## [INPUT FOR THIS TASK]
▼

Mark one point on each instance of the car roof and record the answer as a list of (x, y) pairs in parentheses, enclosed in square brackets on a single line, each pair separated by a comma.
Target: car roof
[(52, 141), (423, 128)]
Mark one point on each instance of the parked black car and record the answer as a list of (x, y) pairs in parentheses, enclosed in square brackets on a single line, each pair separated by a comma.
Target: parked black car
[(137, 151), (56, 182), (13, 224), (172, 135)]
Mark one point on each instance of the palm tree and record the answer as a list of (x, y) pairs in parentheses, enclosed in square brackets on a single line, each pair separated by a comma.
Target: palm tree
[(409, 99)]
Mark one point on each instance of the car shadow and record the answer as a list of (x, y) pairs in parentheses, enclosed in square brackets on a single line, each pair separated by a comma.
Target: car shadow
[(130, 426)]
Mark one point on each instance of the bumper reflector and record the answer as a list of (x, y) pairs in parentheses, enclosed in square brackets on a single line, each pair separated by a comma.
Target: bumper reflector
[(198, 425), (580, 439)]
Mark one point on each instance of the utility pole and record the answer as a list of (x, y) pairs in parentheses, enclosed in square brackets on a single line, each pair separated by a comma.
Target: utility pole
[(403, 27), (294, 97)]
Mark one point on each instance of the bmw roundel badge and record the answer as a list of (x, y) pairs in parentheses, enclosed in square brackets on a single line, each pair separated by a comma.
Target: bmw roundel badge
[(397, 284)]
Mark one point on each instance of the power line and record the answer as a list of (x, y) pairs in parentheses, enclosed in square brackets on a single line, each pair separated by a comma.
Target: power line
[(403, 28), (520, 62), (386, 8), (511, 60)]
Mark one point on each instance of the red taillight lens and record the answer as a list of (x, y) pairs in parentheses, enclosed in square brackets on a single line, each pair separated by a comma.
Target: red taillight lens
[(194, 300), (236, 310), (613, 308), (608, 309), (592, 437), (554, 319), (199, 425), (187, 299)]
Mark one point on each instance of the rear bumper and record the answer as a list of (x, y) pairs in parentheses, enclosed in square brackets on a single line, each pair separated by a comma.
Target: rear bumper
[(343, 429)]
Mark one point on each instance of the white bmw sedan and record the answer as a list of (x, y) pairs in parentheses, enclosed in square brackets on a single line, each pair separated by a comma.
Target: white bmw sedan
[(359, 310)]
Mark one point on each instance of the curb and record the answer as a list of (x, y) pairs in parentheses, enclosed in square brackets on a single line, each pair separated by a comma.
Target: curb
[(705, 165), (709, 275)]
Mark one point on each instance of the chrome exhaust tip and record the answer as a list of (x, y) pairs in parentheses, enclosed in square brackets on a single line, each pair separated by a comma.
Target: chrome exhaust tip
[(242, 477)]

▲

## [WORK TASK]
Set down exactly the lines above that run from the start of the listing to the line with "Mark one point on each instance of the palm". Leave out every later line.

## [TASK ANSWER]
Mark one point on each instance of the car roof and record the answer as a list of (x, y) pairs in parentheses, enclosed in square brackets on a single line, each pair separated by a comma.
Target: car roof
[(52, 141), (423, 128)]
Mark one point on each instance of the parked black car and record the answer as a list of (x, y) pairs in parentheses, enclosed in square brackets on a single line, each pair separated by a comma.
Target: parked black car
[(137, 151), (56, 182), (13, 224), (172, 135)]
Mark one point on each instance of the palm tree and record the answer as a list of (x, y) pairs in parentheses, enclosed in square brackets on a single line, each pair separated by a comma.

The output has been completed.